> [Point annotation records]:
----------------

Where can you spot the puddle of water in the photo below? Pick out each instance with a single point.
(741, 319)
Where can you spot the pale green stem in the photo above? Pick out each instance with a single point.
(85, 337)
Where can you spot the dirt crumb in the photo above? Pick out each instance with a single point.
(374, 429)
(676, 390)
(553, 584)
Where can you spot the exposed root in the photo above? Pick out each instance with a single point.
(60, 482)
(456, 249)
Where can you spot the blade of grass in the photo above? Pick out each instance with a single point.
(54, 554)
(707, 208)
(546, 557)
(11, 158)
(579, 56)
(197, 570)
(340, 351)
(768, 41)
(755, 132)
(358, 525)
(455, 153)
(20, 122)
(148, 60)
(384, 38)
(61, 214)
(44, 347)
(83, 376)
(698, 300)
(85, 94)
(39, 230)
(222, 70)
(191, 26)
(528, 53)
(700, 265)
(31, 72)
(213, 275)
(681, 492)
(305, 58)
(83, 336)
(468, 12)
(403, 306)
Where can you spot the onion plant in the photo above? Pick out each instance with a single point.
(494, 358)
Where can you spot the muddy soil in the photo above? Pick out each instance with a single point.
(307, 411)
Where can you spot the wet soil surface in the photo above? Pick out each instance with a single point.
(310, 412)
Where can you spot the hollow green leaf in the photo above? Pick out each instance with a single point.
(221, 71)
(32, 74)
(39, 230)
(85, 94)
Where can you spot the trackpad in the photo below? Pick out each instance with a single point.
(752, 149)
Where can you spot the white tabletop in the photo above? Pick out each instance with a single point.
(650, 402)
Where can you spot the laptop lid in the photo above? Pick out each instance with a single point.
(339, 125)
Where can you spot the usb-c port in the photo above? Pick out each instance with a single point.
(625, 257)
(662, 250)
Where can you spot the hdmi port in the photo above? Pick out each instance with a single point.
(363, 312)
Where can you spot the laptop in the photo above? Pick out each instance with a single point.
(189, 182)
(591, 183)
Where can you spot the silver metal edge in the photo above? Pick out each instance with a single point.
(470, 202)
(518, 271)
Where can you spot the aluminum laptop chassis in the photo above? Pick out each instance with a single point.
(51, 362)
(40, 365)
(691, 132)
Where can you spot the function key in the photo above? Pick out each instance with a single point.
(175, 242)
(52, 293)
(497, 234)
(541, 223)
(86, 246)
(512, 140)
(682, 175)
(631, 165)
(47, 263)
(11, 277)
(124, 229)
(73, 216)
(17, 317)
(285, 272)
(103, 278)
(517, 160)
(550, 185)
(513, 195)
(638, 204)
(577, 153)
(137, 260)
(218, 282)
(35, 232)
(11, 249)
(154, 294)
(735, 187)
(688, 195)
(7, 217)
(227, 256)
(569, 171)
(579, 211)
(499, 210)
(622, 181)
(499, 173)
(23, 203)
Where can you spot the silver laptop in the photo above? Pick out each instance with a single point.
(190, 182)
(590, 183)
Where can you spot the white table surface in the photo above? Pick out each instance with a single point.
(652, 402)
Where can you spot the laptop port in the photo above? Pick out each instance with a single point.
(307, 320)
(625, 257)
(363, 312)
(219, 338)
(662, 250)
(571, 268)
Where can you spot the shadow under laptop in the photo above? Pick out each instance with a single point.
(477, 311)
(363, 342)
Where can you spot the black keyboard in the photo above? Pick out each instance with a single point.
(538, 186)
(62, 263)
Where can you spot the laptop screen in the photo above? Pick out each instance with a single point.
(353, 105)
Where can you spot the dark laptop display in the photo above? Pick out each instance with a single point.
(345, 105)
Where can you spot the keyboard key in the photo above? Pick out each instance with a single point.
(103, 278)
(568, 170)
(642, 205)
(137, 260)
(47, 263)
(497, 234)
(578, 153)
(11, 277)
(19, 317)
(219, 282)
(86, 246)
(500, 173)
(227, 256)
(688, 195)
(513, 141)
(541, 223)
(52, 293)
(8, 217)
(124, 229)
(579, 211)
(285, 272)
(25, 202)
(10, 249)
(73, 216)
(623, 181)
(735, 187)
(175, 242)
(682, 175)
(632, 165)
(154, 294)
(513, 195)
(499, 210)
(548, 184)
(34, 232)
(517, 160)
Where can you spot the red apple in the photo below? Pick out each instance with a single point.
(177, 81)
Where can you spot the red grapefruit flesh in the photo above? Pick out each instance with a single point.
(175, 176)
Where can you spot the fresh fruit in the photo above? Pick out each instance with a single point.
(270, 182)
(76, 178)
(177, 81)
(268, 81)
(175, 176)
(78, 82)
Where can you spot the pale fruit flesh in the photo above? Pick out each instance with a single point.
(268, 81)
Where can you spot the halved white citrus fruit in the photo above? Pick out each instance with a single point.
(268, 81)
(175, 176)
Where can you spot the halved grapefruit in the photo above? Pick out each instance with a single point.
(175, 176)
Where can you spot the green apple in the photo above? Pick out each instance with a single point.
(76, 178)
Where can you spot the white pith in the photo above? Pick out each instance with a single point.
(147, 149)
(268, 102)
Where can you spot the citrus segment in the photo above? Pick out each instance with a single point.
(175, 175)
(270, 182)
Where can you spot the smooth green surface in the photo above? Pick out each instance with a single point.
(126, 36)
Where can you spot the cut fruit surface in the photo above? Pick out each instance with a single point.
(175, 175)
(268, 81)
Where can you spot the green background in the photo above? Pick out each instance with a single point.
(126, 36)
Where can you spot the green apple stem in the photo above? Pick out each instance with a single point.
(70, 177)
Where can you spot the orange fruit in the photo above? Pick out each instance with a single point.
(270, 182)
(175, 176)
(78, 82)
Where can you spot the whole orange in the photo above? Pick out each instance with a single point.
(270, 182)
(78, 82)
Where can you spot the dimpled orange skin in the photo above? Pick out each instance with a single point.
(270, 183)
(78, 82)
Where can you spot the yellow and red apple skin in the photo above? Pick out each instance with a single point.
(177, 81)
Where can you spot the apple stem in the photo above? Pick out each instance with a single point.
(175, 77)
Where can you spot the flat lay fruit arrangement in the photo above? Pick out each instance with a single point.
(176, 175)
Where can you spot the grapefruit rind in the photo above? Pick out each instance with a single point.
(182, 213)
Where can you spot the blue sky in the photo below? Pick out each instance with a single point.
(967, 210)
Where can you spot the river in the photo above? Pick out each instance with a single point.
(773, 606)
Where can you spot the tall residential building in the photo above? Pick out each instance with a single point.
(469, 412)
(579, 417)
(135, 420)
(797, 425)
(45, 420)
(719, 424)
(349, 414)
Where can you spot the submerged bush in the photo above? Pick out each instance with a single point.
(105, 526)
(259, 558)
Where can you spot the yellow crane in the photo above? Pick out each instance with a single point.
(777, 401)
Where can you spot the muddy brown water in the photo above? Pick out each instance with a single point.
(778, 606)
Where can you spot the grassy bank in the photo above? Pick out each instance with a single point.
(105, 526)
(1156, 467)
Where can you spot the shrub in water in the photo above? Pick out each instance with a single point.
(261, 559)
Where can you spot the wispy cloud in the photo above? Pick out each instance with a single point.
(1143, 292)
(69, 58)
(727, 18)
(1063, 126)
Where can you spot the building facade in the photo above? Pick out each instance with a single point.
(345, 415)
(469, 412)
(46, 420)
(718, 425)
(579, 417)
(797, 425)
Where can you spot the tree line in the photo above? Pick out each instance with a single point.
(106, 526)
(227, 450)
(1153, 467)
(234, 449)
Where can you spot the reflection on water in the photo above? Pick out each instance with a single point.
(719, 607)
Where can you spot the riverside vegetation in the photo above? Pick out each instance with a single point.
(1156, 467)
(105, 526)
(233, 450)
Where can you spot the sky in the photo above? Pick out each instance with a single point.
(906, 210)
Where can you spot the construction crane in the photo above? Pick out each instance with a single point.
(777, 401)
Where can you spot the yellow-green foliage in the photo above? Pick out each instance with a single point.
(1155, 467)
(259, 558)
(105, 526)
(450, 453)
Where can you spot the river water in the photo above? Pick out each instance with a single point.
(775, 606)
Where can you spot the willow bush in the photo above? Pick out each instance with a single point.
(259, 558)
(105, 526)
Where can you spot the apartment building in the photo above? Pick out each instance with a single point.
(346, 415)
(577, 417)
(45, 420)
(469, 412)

----------------

> [DESCRIPTION OF THE TASK]:
Rewrite the lines from the one containing "Where can you spot the apartment" through the end of the records, replacing "apartment building" with "residential tower" and leaving everything else unchanged. Give back only those lines.

> [PROBLEM SOLUTION]:
Where can you spot the residential tower in the photo above? Pick out each instance with a single point.
(346, 415)
(577, 417)
(45, 420)
(469, 412)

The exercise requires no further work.